## Ausgewählter Auszug
Ich lasse die Hütte hinter mir und schreite immer weiter voran durch die immer heißer werdende Landschaft. Die Windstille macht die Wanderung nicht gerade einfacher. Ich sehne mich nach einem Fleckchen Schatten. Doch bis auf eine einzelne Birke, die den Witterungsbedingungen in diesem Tal trotzt, ist weit und breit kein schattenspendender Baum zu sehen. Ein älteres Paar läuft vor mir. Sie haben ihre Tagestour in der Hütte begonnen. Ihre Laufgeschwindigkeit ist noch niedriger als meine und so überhole ich sie schnell, obwohl ich sie erst vor kurzem am Horizont erblickt habe. Sie werfen einen Blick auf ihre Karte und diskutieren darüber, welches Ziel sie erreichen müssen. Als ich mich der Flussbiegung nähere, die mich zur Hängebrücke führt, drehe ich mich um. Das ältere Paar hat damit begonnen, ihr Zelt aufzubauen.

Endlich habe ich die Hängebrücke erreicht. Der beschwerliche Weg bis hier her kam mir vor wie eine Ewigkeit. Doch die Ewigkeit ist in diesem Moment vergangen und ich kann nach vorne blicken, mich auf den bevorstehenden Weg konzentrieren. Bevor ich dieses Vorhaben in Angriff nehme, gönne ich mir etwas Zeit. An der Brücke mache ich eine ausgiebige Rast zum Erholen und Erfrischen. Ein Blick auf mein Handy lässt mich ungläubig staunen. Ich habe heute damit begonnen, meinen Weg aufzuzeichnen. Mein Handy gibt mir zu verstehen, dass ich von meinem Nachtlager bis zur Hängebrücke bereits elf Kilometer gelaufen bin. Meine Fußsohlen bestätigen mir dieses Aussage. Doch ich muss weiter gehen, weiter den steigenden Temperaturen standhalten und meinen Körper zur Überwindung auffordern. Irgendwann habe ich den Moment überschritten, indem ich mich zu jedem weiteren Schritt zwingen muss. Trotz aller Schmerzen, die mittlerweile unerträglich geworden sind, schreiten meine Füße voran. Ich muss nicht mehr kämpfen.

## Verfügbare Daten
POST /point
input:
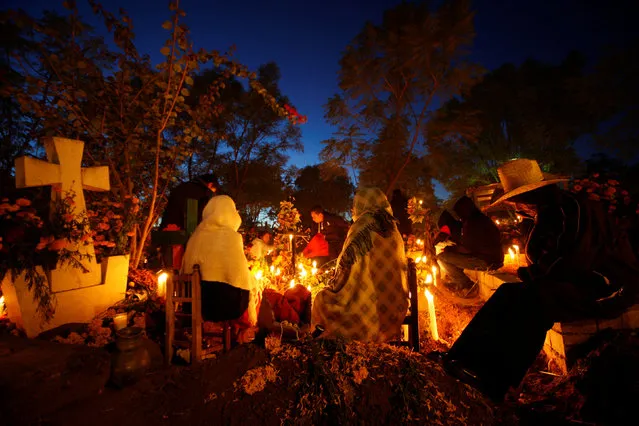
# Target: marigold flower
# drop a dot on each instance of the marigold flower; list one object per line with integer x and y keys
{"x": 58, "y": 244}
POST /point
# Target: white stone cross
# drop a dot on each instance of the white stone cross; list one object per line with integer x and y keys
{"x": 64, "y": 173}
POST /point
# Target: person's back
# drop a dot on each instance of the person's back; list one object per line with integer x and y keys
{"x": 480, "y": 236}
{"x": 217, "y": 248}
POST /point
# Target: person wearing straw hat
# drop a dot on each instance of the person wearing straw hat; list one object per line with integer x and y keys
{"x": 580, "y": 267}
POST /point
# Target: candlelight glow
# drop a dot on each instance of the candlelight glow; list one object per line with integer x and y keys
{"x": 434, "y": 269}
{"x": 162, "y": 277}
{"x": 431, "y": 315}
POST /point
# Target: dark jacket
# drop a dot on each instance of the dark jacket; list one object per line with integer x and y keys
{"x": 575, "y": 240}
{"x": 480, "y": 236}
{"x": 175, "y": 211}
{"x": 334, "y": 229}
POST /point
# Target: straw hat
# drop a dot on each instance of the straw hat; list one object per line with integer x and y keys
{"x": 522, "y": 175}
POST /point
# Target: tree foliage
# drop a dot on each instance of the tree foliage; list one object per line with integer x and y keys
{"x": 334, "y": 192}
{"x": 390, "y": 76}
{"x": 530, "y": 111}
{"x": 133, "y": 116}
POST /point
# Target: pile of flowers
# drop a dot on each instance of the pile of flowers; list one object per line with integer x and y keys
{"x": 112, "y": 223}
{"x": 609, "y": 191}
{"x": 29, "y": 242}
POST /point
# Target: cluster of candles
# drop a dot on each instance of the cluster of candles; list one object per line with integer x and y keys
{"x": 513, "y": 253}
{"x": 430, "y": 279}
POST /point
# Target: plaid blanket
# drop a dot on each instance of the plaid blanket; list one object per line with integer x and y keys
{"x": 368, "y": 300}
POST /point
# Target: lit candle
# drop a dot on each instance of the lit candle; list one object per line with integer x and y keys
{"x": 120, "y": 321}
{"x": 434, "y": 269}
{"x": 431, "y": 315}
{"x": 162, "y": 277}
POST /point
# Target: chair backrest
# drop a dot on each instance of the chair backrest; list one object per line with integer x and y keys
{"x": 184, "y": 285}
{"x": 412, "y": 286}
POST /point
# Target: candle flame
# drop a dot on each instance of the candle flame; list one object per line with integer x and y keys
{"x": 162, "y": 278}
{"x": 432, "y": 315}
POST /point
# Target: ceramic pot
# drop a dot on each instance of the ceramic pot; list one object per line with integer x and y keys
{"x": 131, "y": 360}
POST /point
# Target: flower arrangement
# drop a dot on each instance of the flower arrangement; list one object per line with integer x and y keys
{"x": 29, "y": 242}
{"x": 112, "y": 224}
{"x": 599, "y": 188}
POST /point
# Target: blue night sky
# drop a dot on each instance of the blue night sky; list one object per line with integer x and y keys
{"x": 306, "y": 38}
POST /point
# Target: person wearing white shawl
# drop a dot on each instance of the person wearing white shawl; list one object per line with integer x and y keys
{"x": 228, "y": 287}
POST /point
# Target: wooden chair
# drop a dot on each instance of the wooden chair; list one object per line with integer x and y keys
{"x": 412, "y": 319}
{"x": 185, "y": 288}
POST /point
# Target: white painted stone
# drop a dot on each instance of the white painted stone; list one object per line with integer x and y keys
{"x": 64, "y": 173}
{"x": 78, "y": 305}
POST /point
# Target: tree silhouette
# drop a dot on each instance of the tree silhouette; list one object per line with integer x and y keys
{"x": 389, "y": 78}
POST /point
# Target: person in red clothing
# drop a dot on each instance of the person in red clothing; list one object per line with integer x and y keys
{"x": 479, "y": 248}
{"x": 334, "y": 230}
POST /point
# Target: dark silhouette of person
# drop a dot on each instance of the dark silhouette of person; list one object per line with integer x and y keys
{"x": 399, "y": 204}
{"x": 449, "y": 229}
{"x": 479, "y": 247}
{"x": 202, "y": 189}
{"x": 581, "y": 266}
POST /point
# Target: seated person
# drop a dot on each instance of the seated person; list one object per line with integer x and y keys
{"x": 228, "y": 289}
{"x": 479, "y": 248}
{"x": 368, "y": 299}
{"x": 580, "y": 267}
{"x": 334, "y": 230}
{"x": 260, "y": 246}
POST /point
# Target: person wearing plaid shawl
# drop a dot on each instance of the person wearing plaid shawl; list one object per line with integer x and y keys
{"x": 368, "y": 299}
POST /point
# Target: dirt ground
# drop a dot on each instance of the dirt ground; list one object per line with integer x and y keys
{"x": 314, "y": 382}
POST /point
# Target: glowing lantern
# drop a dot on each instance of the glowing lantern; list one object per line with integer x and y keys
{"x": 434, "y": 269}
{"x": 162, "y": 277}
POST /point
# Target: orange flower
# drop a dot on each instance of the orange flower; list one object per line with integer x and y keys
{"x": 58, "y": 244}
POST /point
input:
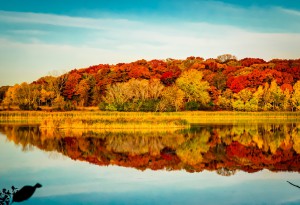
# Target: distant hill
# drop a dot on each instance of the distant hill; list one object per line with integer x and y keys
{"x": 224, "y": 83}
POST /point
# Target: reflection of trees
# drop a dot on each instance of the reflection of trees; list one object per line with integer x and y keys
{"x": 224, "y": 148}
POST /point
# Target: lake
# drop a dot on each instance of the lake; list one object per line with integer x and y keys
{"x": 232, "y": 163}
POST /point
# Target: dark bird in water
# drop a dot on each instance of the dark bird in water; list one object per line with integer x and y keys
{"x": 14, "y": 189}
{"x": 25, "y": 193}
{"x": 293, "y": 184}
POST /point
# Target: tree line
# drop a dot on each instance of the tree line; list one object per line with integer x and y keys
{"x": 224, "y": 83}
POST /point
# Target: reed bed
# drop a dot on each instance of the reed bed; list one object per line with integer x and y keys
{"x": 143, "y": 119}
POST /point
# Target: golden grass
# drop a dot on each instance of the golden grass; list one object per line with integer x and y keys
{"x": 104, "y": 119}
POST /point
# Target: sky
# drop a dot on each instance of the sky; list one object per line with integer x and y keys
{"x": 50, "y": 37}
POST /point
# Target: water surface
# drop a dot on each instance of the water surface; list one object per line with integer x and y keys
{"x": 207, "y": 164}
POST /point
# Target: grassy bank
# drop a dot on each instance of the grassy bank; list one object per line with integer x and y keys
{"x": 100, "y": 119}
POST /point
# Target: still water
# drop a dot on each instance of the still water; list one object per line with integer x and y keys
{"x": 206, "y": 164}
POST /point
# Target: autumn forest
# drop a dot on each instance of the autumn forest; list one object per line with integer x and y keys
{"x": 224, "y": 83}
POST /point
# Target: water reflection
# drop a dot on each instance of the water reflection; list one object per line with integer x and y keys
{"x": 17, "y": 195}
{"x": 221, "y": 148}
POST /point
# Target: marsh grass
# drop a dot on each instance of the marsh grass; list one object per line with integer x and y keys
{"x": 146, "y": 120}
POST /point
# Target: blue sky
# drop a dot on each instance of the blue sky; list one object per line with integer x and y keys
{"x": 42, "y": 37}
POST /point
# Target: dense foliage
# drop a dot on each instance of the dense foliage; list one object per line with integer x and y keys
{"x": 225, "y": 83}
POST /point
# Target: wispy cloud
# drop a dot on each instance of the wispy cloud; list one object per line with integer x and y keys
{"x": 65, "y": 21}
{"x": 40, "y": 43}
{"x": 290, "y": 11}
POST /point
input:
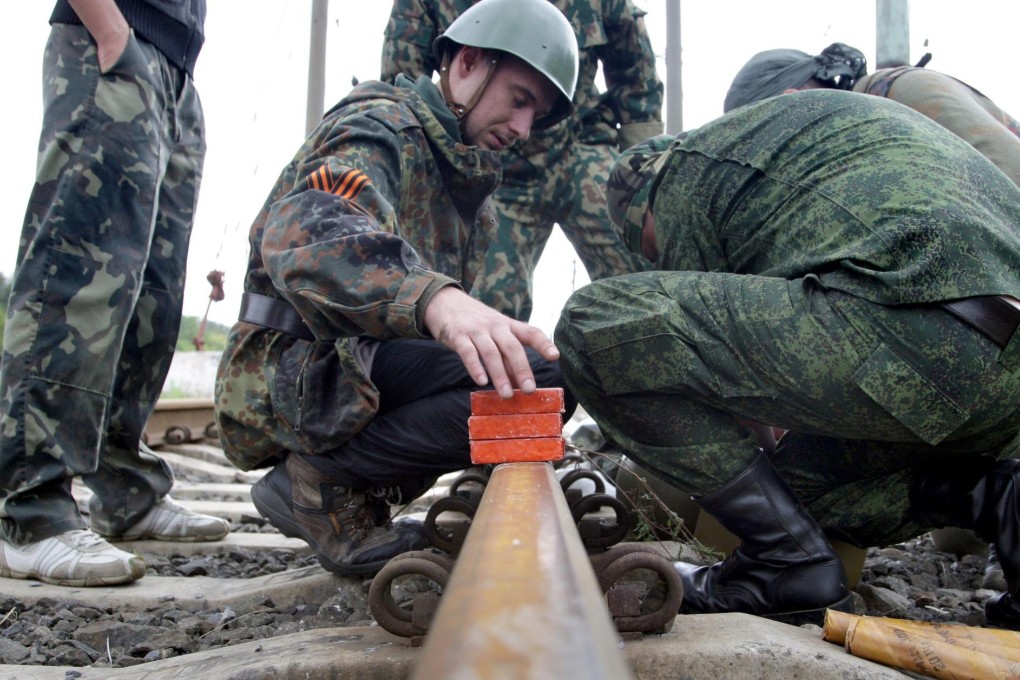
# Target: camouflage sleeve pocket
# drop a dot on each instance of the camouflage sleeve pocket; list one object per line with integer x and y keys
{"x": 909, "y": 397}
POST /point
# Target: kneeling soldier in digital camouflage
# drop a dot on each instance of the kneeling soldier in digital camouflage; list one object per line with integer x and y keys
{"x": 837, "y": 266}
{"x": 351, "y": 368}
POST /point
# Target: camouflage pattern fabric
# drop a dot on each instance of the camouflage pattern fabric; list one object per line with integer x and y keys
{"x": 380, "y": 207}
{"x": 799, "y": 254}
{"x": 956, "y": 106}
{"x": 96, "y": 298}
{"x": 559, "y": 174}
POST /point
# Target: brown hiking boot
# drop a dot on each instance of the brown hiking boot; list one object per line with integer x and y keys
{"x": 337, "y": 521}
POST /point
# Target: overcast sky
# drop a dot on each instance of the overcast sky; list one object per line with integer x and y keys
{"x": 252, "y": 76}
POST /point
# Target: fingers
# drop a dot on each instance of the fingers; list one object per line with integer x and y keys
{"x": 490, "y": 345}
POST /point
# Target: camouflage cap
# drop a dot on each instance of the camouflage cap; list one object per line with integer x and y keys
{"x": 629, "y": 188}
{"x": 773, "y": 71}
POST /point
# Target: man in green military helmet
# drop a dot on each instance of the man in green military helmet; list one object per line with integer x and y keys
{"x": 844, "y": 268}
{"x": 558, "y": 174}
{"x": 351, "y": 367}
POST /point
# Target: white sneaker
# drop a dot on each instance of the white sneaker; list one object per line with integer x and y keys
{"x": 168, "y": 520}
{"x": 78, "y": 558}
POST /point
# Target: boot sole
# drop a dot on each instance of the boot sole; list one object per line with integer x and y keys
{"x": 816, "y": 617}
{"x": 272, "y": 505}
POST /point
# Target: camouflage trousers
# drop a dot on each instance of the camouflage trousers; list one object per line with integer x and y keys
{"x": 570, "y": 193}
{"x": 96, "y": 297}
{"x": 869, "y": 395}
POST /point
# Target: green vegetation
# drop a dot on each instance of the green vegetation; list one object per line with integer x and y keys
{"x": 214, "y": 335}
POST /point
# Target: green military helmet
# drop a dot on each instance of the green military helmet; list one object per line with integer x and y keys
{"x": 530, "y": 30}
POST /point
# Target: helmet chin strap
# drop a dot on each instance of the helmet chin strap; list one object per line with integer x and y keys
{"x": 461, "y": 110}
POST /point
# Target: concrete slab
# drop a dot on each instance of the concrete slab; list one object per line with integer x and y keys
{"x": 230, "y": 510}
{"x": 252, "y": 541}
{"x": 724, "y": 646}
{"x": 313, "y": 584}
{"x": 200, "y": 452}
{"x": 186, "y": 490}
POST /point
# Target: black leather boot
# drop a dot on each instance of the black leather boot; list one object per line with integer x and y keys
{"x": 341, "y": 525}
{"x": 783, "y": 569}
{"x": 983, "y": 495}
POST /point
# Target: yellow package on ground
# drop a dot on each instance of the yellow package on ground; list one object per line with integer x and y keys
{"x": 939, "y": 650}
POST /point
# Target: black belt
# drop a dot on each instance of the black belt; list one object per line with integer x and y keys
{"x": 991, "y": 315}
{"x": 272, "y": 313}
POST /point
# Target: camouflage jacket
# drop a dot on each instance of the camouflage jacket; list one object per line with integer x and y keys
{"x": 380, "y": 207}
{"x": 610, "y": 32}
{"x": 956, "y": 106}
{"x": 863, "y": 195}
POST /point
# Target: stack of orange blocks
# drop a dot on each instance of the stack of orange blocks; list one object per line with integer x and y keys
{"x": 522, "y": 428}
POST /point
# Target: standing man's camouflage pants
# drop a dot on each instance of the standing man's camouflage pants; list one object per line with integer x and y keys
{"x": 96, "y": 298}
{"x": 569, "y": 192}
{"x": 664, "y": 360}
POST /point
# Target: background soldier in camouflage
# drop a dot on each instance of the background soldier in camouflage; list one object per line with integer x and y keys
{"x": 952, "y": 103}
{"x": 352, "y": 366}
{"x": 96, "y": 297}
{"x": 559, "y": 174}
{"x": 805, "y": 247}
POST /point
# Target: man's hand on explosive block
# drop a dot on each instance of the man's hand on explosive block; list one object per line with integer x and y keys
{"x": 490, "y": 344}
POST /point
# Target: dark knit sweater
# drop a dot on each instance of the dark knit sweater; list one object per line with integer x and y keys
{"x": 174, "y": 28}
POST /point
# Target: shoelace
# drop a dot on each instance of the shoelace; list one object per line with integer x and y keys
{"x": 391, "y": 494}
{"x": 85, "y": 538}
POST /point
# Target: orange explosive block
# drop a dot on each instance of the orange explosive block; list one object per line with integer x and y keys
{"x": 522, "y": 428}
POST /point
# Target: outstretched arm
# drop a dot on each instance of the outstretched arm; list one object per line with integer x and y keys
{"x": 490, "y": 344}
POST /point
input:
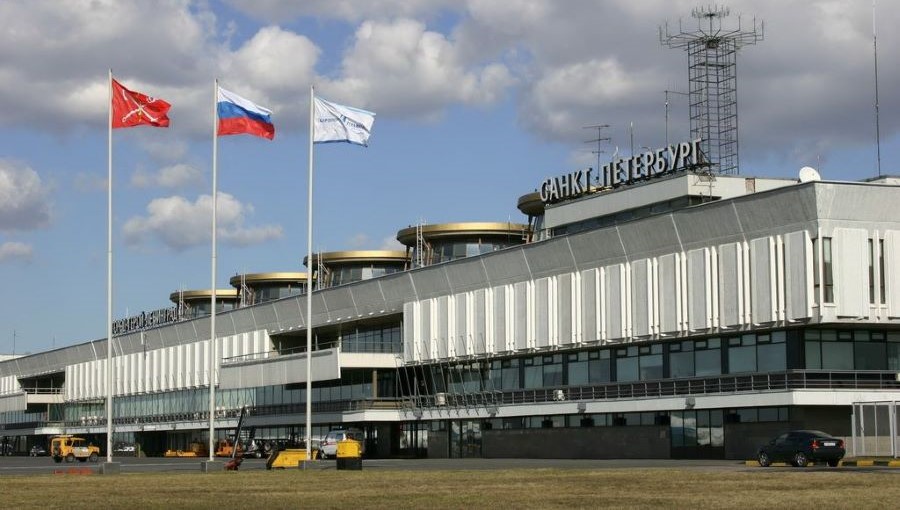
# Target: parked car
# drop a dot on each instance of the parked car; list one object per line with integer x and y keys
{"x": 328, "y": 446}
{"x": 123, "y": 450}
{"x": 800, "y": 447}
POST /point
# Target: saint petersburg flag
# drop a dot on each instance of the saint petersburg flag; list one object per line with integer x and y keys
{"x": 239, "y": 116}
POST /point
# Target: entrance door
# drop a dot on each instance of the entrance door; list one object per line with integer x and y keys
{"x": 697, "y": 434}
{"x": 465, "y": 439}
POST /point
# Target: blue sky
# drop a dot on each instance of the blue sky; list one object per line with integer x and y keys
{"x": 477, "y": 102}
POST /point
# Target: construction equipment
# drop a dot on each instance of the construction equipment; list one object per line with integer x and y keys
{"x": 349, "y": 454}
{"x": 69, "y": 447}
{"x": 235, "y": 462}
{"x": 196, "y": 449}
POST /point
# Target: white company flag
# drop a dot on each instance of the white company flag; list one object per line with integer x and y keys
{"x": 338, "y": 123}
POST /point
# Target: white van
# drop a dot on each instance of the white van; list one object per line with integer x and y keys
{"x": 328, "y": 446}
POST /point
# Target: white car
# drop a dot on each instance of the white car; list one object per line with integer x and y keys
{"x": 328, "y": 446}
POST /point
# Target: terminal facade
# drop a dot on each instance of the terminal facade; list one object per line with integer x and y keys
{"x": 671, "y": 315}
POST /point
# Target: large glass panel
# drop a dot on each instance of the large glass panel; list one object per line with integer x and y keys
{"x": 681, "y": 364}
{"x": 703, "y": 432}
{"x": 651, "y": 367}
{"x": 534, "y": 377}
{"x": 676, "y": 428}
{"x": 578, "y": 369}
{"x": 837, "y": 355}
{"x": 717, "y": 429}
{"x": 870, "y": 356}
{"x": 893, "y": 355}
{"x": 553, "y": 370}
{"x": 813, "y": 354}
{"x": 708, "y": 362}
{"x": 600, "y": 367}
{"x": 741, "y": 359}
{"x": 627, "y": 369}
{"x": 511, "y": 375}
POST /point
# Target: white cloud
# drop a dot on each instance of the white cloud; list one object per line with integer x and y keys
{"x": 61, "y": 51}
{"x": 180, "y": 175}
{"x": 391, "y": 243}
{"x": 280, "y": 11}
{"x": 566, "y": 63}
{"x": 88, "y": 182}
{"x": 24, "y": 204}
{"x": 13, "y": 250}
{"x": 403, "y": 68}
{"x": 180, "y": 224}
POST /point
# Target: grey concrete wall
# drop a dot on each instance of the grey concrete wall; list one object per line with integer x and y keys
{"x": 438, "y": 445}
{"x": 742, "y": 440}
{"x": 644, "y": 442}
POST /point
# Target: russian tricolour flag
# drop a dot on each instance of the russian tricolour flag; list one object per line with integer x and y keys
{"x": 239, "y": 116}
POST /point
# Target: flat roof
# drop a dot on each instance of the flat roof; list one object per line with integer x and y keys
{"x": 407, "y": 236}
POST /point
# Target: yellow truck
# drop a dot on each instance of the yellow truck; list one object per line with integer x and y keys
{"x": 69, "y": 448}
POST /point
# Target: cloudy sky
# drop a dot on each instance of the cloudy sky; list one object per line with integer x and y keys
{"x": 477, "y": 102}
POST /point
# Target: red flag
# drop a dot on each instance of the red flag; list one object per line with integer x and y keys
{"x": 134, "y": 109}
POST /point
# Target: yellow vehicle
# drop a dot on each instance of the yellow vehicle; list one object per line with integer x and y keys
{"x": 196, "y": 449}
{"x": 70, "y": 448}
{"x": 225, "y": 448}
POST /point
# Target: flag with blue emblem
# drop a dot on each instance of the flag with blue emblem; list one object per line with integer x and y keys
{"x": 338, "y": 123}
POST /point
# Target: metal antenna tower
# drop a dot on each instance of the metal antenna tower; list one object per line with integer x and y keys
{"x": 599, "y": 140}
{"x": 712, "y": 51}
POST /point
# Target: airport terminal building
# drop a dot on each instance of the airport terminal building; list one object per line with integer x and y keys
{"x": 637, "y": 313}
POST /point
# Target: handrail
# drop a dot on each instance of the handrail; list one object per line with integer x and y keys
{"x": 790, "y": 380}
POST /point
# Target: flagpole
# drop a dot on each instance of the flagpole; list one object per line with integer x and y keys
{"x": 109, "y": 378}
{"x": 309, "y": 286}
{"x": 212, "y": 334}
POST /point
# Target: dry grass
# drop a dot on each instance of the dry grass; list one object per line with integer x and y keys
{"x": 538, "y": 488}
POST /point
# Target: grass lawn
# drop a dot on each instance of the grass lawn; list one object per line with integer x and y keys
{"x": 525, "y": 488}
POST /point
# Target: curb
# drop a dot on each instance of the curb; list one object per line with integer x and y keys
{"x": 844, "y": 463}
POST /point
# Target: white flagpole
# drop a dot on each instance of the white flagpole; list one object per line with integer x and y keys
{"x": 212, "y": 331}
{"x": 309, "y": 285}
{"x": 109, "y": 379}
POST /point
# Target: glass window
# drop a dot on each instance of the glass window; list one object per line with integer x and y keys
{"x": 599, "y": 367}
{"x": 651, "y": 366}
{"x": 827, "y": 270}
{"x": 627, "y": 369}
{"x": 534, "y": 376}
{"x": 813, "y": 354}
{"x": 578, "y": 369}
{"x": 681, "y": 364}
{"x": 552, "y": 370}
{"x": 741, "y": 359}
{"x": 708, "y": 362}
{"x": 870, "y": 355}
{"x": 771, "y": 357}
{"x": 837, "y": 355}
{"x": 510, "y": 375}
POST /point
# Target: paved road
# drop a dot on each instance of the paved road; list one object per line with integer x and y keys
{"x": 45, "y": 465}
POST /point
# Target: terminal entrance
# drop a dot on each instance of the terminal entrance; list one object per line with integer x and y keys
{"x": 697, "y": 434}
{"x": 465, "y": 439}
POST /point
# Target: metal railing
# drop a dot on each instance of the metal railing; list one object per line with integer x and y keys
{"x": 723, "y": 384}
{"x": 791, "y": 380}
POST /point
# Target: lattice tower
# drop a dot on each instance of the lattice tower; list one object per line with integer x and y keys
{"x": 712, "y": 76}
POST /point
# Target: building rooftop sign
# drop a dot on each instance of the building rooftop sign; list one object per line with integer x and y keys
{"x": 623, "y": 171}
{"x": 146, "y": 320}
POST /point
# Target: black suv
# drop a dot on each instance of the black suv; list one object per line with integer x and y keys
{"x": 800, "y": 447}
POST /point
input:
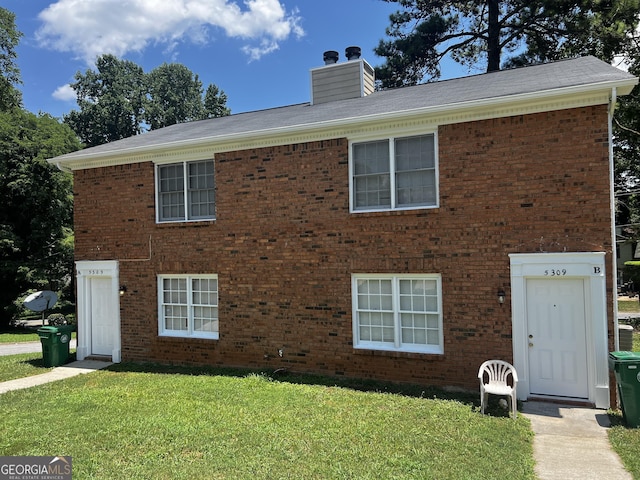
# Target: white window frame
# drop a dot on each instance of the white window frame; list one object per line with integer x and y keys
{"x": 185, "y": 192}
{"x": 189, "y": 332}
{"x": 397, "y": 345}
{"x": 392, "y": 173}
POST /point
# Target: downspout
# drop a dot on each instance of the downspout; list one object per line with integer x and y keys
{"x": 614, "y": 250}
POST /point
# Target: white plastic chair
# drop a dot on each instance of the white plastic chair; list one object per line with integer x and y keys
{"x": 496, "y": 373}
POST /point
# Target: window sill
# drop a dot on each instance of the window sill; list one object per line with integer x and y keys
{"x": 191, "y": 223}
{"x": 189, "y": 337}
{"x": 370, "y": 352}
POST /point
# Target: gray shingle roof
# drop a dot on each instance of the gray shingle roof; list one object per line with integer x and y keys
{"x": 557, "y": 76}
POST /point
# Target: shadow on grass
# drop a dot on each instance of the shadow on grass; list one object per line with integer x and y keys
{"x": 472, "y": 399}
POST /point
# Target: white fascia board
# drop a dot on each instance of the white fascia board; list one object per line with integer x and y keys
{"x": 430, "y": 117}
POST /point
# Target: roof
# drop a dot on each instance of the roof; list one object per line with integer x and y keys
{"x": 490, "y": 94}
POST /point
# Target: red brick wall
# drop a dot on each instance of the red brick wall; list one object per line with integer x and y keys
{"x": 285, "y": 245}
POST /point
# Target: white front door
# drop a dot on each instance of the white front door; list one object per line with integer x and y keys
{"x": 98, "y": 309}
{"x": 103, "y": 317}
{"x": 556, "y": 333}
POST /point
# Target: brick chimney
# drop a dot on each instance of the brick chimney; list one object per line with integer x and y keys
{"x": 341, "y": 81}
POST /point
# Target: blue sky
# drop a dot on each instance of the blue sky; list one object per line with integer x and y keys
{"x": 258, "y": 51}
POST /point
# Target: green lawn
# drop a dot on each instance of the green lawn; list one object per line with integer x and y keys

## Zur Übung
Wie viele Kilometer ist die erzählende Person laut dem Text über die Wanderung von ihrem Nachtlager bis zur Hängebrücke gelaufen?

## Erledigte Aufgabe
Elf Kilometer.